DIRECTIVES:
- A) Reproduce the passage on the Rockland Nationals word for word, everything from "After winning the" down to "the Rockland arena.".
- B) List every hockey team that the passage on the Rockland Nationals mentions by name.

It’s been more than 30 years since Leroux donned the red Maple Leaf crested jersey of the Nationals, but for the fans that followed the team in that miraculous 1975-76 season, the memories remain as fresh as ever. The same goes for the players who did the unthinkable and brought a national Junior A championship to Rockland, then home to about 4,000 people.

Leroux – the MVP of the championship run – would go on the play in the OHL and spend several seasons in minor-pro leagues in the U.S. and Europe. But few memories matched that magical run with the Nationals in 1976 when he was a 17-year-old rookie getting his first taste of junior hockey.

“It was unreal,” he says.

The story of the Nationals began with a steal of a deal. In 1973, the Hull Festivals decided to make the jump from the Central Junior A Hockey League (CJHL) to the Major Junior league in Quebec. With the Major Junior franchise approved, Jean-Marc Lalonde bought the dormant Junior A franchise in Hull – players and all – for $1 and moved it to his hometown of Rockland, east of Ottawa.

The Rockland Nationals joined the CJHL in 1973-74. By the third season, 1975-76, the team had developed into a contender under the direction of head coach Bryan Murray, known to hockey fans today as the general manager and head coach of the NHL’s Ottawa Senators.

After winning the league championship, the Nationals began their quest for the Centennial Cup (now the RBC Cup) with a seven-game series against the Ontario champion Guelph Platers. After losing the first two games at home and Game 3 on the road, it looked like the Nationals’ season was finished. There was even talk of taking the ice out at the Rockland arena.

“I told them not to shut down (the ice). We would get back,” recalls Lalonde, who was also mayor of Rockland at the time.

It’s a good thing the ice stayed in, as the Nationals fought back to win the series in seven games.

Bursting with confidence, the club then went on to play and beat a team from Lac-Megantic, QC, in five games. From there, it was a date with the Charlottetown Islanders in the Eastern Canadian championship. The Nationals were flying high, and so were the fans – enough of them to fill two 40-seat planes on charter flights to Charlottetown.

RECORDED INFORMATION:
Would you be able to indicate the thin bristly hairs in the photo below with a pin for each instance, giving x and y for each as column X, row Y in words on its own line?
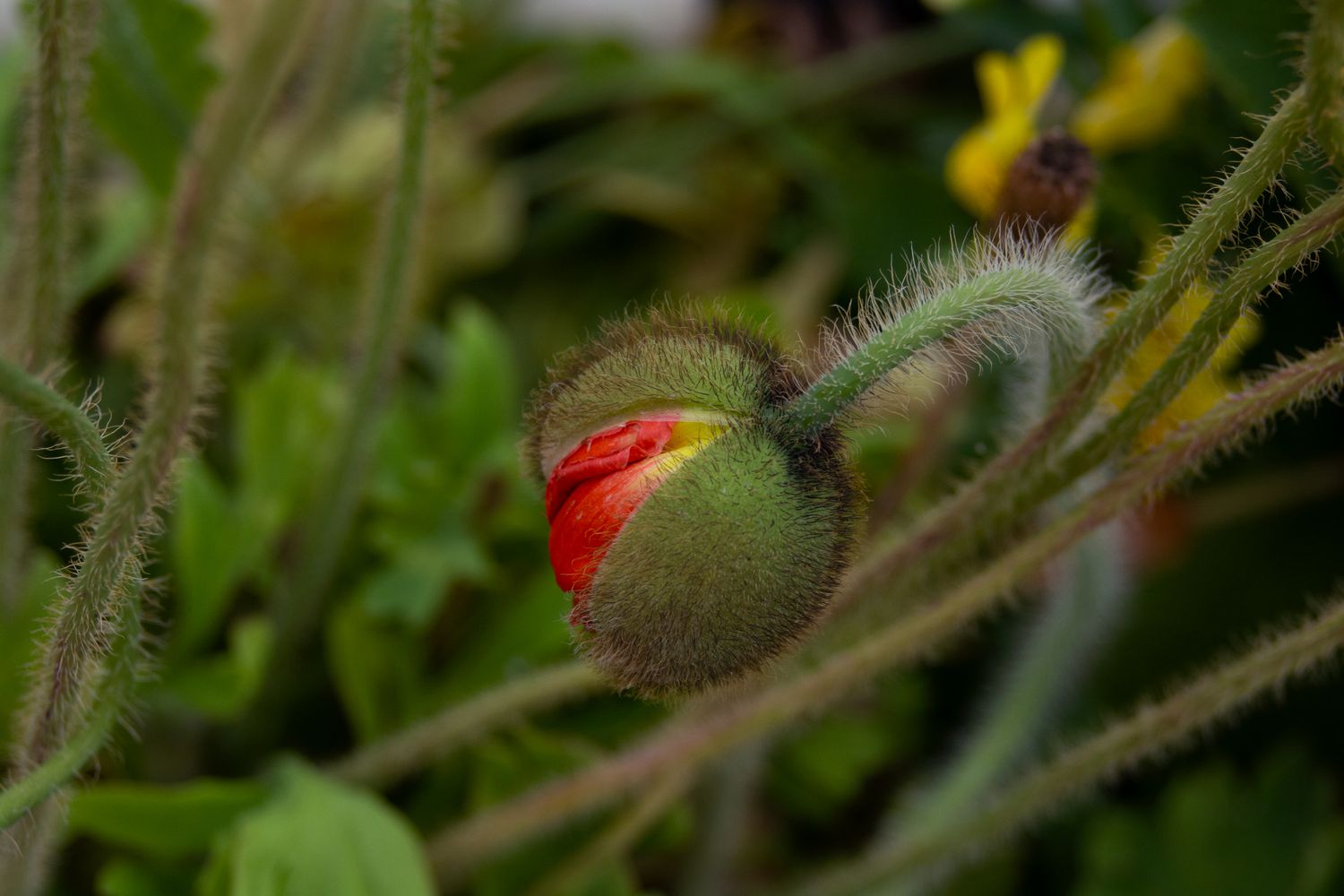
column 1064, row 320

PROBLEM SOLUTIONS:
- A)
After winning the league championship, the Nationals began their quest for the Centennial Cup (now the RBC Cup) with a seven-game series against the Ontario champion Guelph Platers. After losing the first two games at home and Game 3 on the road, it looked like the Nationals’ season was finished. There was even talk of taking the ice out at the Rockland arena.

- B)
- Rockland Nationals
- Hull Festivals
- Ottawa Senators
- Guelph Platers
- Charlottetown Islanders